"""

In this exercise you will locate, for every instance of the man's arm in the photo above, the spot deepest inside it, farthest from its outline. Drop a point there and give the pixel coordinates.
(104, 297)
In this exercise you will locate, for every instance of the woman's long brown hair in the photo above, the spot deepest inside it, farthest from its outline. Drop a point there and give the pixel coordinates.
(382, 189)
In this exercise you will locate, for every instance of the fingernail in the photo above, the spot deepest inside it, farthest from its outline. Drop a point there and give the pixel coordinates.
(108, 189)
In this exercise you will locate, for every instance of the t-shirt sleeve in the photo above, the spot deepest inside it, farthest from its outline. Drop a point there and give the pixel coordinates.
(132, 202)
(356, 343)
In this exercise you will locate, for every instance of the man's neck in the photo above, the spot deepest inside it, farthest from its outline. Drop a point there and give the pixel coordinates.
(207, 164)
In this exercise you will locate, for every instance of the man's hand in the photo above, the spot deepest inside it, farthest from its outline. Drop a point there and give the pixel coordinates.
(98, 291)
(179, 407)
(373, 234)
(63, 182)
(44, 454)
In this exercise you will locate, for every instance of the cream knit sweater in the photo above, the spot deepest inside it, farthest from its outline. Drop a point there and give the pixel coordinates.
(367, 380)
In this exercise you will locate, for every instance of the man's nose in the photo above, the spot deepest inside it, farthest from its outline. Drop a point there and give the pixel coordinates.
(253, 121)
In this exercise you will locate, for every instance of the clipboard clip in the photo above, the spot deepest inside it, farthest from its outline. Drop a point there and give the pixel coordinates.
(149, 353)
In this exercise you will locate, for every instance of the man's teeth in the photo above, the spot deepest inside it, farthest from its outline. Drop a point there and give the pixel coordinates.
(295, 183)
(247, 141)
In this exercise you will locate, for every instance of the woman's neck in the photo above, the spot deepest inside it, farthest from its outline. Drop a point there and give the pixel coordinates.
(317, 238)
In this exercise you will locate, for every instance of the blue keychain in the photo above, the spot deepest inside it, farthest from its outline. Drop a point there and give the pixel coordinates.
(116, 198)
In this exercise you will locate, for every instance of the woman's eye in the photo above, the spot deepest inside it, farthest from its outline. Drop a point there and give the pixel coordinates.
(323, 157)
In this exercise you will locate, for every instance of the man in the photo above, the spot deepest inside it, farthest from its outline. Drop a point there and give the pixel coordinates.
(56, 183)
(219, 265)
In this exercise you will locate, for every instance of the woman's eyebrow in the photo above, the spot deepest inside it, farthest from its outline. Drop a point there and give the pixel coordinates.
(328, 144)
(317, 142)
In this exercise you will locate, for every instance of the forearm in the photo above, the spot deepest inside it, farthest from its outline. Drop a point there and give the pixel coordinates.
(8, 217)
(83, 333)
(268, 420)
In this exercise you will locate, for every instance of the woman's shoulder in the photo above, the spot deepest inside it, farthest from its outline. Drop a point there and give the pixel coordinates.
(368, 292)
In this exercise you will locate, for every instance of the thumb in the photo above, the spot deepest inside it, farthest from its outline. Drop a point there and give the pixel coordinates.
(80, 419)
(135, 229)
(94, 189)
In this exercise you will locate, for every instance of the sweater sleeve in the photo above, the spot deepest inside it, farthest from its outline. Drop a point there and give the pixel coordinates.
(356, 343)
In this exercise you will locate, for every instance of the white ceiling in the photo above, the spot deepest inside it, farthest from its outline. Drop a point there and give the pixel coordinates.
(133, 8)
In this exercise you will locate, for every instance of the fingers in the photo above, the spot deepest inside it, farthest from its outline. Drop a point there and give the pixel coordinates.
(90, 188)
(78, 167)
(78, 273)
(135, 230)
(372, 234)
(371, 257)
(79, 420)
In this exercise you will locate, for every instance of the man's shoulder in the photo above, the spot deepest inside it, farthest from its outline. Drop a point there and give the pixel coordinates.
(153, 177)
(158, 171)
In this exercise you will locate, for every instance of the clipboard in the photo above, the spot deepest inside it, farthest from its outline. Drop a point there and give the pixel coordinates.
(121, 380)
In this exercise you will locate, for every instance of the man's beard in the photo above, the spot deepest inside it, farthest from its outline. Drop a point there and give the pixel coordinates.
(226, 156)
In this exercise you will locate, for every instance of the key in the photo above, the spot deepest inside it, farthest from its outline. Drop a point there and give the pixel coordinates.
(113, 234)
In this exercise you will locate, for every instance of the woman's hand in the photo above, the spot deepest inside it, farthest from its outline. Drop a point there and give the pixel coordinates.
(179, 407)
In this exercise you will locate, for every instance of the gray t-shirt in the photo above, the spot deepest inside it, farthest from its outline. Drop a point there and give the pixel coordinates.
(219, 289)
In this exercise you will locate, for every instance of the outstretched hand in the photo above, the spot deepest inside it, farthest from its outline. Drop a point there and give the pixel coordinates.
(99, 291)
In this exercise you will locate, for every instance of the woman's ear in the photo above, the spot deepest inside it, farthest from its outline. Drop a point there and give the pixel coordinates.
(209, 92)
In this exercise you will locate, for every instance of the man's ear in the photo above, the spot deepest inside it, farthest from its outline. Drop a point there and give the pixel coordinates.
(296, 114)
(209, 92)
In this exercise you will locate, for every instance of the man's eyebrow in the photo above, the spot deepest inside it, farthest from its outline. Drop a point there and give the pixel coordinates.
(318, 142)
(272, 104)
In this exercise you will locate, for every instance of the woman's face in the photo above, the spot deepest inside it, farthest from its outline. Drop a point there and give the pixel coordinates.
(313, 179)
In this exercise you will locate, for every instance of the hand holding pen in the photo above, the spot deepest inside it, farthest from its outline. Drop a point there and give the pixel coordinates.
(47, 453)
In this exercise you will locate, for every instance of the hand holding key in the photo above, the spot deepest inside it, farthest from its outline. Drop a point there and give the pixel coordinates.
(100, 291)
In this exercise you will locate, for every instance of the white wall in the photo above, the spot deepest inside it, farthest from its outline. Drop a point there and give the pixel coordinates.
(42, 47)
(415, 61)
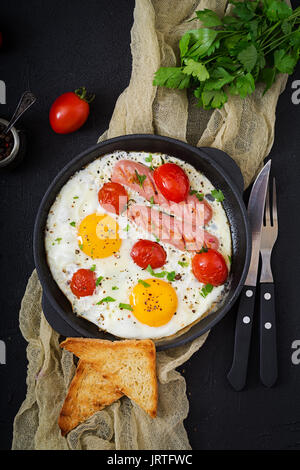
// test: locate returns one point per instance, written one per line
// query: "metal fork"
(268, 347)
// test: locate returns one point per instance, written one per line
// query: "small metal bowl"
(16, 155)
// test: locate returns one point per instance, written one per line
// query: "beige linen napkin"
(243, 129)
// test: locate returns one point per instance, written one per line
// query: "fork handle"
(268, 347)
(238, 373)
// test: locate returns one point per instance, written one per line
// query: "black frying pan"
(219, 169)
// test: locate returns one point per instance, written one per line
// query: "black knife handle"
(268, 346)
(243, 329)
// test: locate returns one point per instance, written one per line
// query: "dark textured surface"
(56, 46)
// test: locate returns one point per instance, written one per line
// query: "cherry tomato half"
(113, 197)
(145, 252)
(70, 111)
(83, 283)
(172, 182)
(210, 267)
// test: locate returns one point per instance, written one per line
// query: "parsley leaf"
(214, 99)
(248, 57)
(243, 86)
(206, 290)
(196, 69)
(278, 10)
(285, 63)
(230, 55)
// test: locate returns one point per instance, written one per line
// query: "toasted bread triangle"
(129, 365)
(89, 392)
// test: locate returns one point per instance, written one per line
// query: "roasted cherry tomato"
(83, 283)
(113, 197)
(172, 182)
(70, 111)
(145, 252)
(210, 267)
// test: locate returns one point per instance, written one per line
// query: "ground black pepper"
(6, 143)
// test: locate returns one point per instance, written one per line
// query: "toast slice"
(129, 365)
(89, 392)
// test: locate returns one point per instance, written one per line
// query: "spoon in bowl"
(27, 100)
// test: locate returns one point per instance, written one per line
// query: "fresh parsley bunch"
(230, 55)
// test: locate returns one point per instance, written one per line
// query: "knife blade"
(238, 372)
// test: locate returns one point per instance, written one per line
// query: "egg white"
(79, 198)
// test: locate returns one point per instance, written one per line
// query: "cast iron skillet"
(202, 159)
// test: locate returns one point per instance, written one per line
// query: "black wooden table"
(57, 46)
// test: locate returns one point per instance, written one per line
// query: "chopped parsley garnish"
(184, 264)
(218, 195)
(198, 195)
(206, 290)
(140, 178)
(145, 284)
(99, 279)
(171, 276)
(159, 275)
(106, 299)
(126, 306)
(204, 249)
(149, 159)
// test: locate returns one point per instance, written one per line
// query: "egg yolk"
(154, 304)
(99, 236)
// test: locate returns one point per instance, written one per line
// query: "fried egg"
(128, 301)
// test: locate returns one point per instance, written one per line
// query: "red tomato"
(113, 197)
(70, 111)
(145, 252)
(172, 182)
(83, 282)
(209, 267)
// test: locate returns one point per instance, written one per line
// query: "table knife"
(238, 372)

"""

- Problem statement:
Pull out every line of the listing above that contains the word "eyebrow", and copy each one in full in the order it appears.

- Solved problem:
In this exercise you will locate, for every instance of the woman's eyebrow in the photo above, the spot deepest inside it, farthest from its outline. Drop a point there and give the pixel coordinates.
In this exercise you will locate, for every instance of the man's eyebrow in the photo above, the spot deepest inside it, farthest from its outline. Drop a point there and give the pixel coordinates.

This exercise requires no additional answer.